Copy the records below exactly, starting at the line that contains "target | black folding chair" and continuing through the end of the records, with both of those ends included.

━━ Information provided ━━

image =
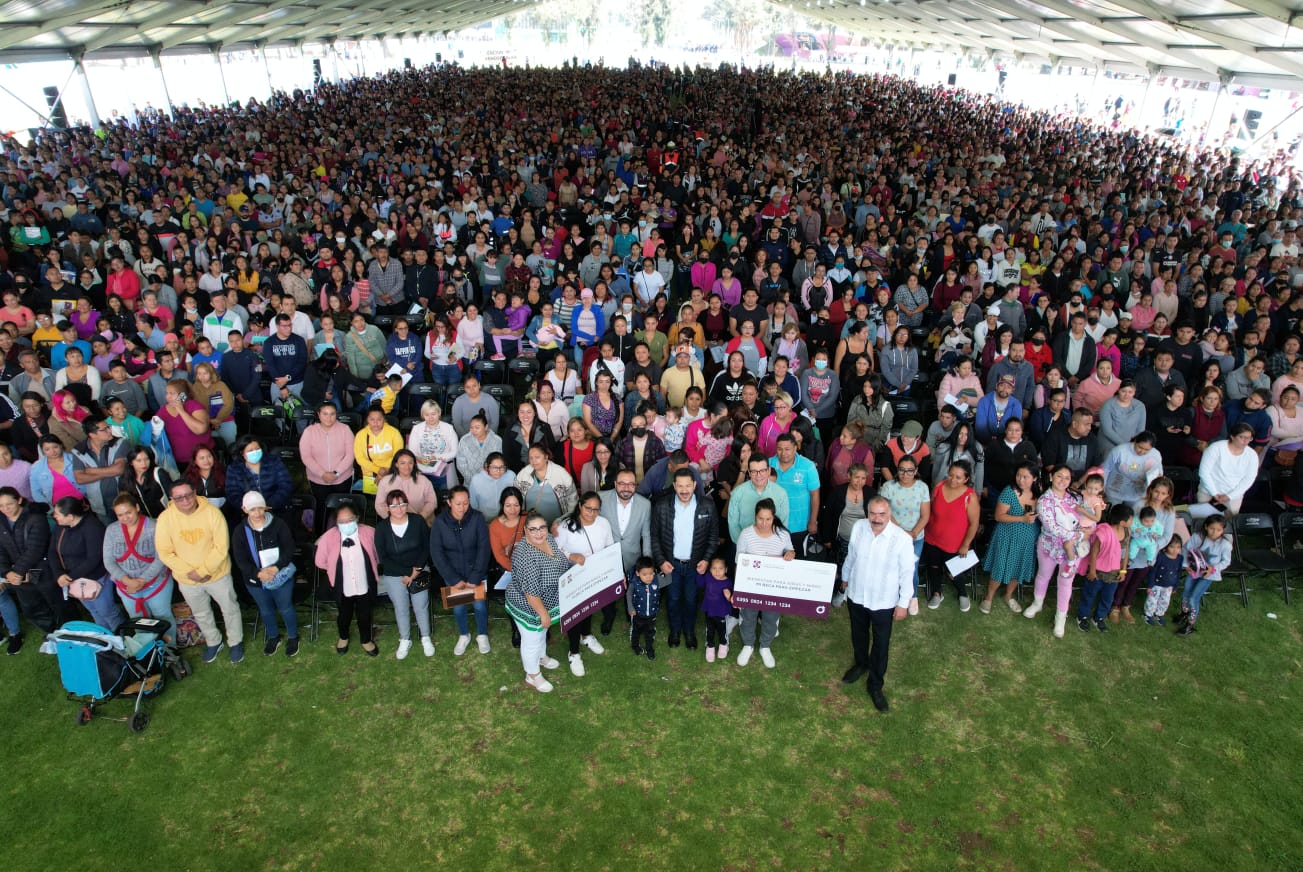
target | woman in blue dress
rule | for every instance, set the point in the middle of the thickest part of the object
(1011, 557)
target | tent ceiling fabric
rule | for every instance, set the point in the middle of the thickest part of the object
(1233, 39)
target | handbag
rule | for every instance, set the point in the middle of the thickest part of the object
(85, 589)
(452, 598)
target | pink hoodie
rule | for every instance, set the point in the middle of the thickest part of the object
(325, 450)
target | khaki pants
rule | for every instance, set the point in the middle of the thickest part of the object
(201, 597)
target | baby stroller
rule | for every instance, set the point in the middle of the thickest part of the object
(97, 665)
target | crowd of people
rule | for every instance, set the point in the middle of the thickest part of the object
(822, 317)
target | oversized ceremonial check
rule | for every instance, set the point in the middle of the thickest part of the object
(587, 588)
(788, 587)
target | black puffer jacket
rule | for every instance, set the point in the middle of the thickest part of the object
(24, 544)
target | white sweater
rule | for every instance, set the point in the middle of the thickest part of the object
(1221, 472)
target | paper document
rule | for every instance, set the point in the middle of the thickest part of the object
(957, 566)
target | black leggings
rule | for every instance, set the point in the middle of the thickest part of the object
(361, 606)
(714, 631)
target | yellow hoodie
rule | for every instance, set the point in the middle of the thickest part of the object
(375, 451)
(198, 542)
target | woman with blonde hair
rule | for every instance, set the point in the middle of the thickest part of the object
(213, 394)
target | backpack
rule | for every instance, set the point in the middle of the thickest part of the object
(188, 632)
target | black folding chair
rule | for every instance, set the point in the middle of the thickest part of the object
(1291, 545)
(1183, 482)
(1259, 549)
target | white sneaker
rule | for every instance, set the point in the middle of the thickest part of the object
(540, 683)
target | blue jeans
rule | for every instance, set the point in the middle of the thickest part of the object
(683, 597)
(9, 613)
(404, 604)
(1194, 592)
(459, 614)
(917, 558)
(1100, 593)
(270, 602)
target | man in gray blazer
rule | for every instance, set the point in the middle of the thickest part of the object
(630, 516)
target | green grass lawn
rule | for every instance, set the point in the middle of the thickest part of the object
(1003, 748)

━━━

Answer to the exercise:
target | black folding chair
rule | for every instance, set the point in the middle of the thickest part of the object
(1291, 545)
(1183, 482)
(1259, 549)
target | white sneaker
rule | for every instance, set the point in the middle of the thickest part of the object
(540, 683)
target | blue jeans
rule | for every instance, set the point in the middle of the thickest part of the object
(683, 597)
(9, 613)
(404, 604)
(1194, 592)
(459, 614)
(917, 558)
(1100, 593)
(270, 602)
target | man in gray blazer
rule | for every instance, set the point in the middle of the thickest part of the object
(630, 516)
target | green grass lawn
rule | for every instance, set the point in the middle of the thickest part of the object
(1003, 748)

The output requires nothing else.